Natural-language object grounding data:

++++++++++++++++++++

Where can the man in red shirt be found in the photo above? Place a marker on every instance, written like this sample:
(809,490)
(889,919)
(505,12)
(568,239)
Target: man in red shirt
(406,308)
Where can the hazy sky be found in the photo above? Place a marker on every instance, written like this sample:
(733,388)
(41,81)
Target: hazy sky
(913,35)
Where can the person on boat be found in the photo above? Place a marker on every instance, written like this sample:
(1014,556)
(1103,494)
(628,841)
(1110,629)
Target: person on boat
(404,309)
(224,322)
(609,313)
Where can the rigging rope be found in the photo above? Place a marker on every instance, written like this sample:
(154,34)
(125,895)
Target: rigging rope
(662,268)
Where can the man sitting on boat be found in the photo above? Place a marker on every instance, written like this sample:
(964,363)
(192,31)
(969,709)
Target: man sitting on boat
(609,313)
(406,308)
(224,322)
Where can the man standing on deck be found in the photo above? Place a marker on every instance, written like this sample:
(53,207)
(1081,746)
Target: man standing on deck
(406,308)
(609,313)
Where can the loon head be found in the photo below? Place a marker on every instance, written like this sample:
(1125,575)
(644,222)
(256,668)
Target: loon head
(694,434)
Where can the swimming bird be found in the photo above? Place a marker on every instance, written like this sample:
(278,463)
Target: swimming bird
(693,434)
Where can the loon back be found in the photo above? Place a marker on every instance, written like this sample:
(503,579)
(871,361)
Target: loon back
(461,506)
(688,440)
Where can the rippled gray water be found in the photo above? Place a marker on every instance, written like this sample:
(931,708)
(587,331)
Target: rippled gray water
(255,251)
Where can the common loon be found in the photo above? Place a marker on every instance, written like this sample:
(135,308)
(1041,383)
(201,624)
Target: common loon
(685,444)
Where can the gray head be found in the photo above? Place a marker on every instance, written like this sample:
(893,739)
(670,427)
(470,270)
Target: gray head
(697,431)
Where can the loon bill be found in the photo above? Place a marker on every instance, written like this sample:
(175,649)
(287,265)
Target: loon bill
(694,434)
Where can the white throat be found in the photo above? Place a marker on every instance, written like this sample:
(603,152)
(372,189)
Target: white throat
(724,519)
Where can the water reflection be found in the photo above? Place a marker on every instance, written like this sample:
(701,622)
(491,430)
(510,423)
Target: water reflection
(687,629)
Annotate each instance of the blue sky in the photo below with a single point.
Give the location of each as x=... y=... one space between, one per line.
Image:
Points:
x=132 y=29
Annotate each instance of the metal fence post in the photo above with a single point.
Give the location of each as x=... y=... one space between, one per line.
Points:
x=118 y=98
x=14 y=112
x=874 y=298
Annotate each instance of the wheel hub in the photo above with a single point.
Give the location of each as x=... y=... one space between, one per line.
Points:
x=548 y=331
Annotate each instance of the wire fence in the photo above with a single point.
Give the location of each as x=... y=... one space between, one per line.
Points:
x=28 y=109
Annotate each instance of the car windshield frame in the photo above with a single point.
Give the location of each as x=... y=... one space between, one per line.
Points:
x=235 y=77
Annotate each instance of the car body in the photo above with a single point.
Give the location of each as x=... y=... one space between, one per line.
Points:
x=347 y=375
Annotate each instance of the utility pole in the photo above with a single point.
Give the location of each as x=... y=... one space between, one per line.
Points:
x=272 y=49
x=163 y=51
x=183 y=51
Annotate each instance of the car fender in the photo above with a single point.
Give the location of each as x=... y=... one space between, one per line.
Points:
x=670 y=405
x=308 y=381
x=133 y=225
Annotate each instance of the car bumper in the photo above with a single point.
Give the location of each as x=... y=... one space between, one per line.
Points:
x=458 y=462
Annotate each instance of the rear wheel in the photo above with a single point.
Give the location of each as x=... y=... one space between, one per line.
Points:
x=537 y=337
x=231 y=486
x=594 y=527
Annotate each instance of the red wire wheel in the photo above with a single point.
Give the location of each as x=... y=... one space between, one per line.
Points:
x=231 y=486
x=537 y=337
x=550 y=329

++++++++++++++++++++

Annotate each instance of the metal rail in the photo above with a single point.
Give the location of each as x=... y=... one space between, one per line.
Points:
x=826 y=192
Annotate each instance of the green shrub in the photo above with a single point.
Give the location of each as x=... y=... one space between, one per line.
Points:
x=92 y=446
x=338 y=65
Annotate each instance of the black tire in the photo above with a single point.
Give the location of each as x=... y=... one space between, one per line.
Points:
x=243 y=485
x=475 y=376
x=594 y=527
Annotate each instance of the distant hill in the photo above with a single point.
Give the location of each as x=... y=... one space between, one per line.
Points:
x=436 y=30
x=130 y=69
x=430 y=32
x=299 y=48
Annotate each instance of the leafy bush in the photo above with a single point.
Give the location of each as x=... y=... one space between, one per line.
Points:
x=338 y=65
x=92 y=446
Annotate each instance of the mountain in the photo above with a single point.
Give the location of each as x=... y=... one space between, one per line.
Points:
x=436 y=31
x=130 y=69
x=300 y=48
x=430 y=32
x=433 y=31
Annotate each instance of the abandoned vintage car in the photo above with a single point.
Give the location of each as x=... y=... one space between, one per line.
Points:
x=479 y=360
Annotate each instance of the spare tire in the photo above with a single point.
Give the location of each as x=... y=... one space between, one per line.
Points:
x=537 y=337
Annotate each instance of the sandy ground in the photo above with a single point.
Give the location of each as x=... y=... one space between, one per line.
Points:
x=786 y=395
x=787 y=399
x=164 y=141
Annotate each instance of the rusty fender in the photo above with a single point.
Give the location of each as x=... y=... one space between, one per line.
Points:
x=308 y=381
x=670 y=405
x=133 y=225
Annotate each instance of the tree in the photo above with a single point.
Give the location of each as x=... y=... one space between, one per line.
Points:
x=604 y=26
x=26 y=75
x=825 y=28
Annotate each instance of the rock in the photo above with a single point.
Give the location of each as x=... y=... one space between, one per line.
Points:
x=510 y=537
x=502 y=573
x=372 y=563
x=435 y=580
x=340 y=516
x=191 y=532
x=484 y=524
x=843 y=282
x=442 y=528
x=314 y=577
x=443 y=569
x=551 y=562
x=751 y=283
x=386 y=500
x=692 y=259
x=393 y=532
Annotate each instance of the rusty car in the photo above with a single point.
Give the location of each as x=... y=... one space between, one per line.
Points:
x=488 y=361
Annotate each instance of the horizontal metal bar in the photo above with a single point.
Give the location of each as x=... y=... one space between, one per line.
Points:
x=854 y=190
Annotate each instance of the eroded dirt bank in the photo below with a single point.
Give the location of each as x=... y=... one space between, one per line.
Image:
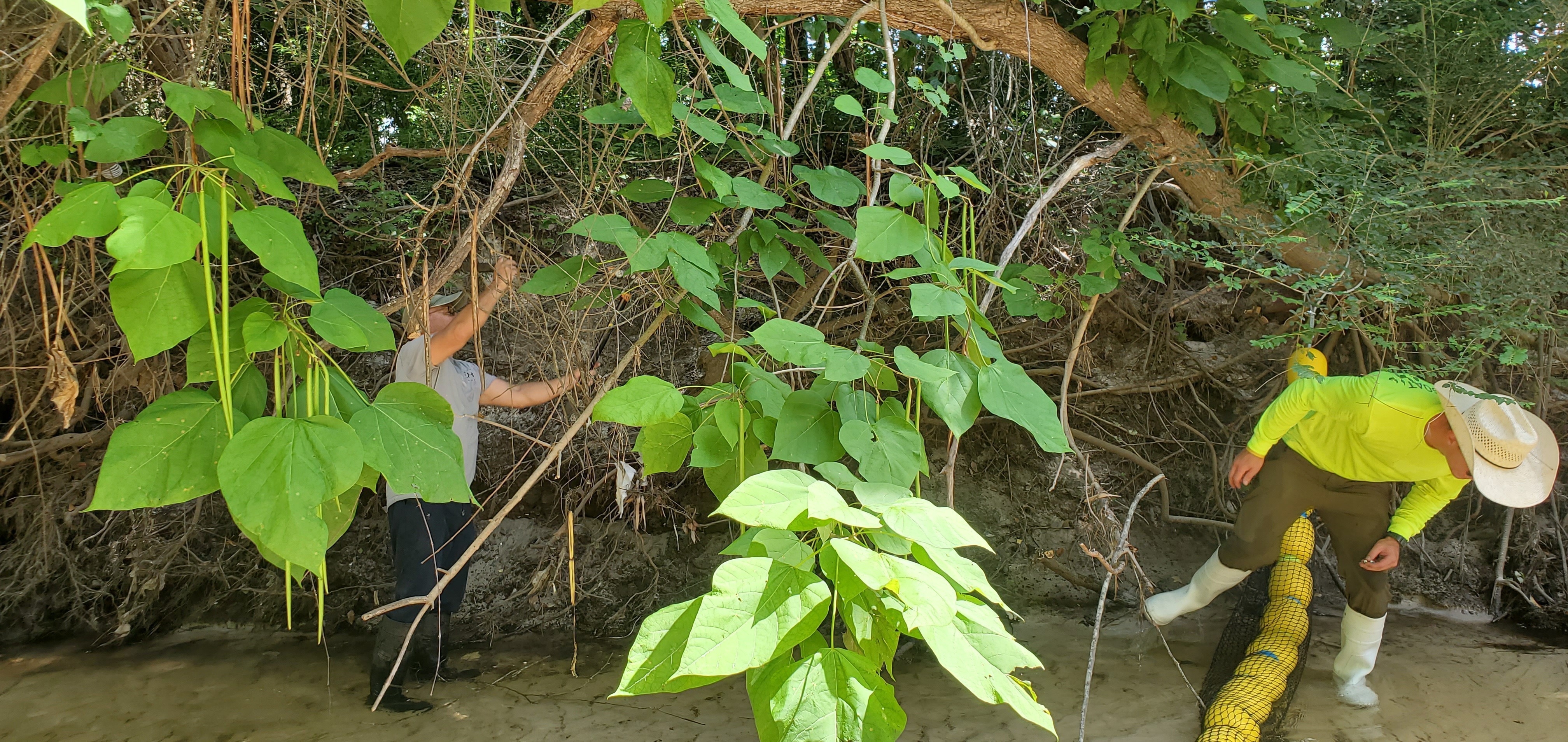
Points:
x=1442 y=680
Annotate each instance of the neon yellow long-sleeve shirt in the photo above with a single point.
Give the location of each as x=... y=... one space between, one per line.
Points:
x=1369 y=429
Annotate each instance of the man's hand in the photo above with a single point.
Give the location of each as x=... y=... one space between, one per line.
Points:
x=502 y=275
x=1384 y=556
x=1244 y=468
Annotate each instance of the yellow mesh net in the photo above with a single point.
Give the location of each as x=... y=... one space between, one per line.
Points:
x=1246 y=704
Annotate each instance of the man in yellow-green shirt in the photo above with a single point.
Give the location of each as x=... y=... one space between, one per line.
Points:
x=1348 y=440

++++++++++++++++++++

Filter the entries above down to the lines that contain the word "wheel".

**Problem solution**
Annotate each instance of the wheel hub in the photo above with a single point.
Annotate each instance of the rear wheel in the photo above with a single point.
Annotate each instance of the red wire wheel in the photo above with a single point.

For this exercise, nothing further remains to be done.